Selected extract:
- Episode no.: Season 4 Episode 7
- Directed by: Billy Gierhart
- Written by: Edward Kitsis & Adam Horowitz
- Production code: 407
- Original air date: November 9, 2014

Guest appearances
- Sarah Bolger as Aurora; Georgina Haig as Elsa; Sean Maguire as Robin Hood; Elizabeth Mitchell as Snow Queen/Ingrid; Sally Pressman as Helga; Jessy Schram as Cinderella/Ashley; Pascale Hutton as Gerda/Queen of Arendelle; John Rhys-Davies as Grand Pabbie; Jonathan Runyon as the Duke of Weselton; Brighton Sharbino as Young Ingrid; Bailey Herbert as Young Helga; Ava Marie Telek as Young Gerda; Greg Webb as King Harald/King of Arendelle; Ryan Booth as Brutal Man;

Episode chronology
| ← Previous "Family Business" | Next → "Smash the Mirror" |
- Once Upon a Time season 4

= The Snow Queen (Once Upon a Time) =

"The Snow Queen" is the seventh episode of the fourth season of the American fantasy drama series Once Upon a Time, which aired on November 9, 2014.

This episode centers around the Snow Queen as she is interrogated by Emma Swan, while flashbacks show The Snow Queen's past.

== Title card ==
A kite flies in the forest as snow falls.

==Plot==
===Event chronology===
The Arendelle events take place many years before "A Tale of Two Sisters". The Enchanted Forest events take place after Geppetto's parents are turned into marionettes in "That Still Small Voice" (the marionettes can be seen in Rumplestiltskin's castle) and many years before Anna visits the Enchanted Forest in "White Out". The Storybrooke events take place after "Family Business".

Your tasks:
1. Summarize the Snow Queen episode article in two sentences.
2. Copy everything in the Snow Queen episode article from "Episode chronology" down to "November 9, 2014.", swapping "fantasy drama" for "adventure drama".

Source excerpt:
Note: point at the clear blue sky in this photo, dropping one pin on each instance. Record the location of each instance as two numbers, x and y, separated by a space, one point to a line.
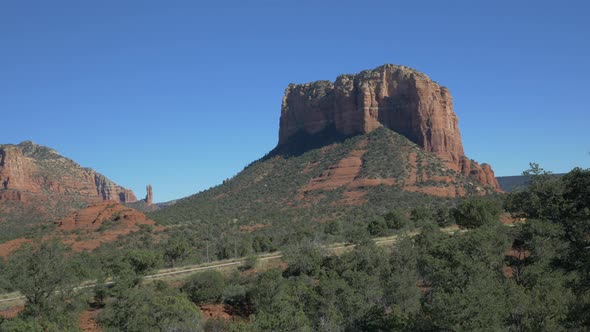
183 94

Exercise solutions:
1. "The Snow Queen" is the seventh episode of the fourth season of the American fantasy drama series Once Upon a Time. It was directed by Billy Gierhart, written by Edward Kitsis and Adam Horowitz, and aired on November 9, 2014, and it centers on the Snow Queen as Emma Swan interrogates her, while flashbacks show the Snow Queen's past.

2.
Episode chronology
| ← Previous "Family Business" | Next → "Smash the Mirror" |
- Once Upon a Time season 4

= The Snow Queen (Once Upon a Time) =

"The Snow Queen" is the seventh episode of the fourth season of the American adventure drama series Once Upon a Time, which aired on November 9, 2014.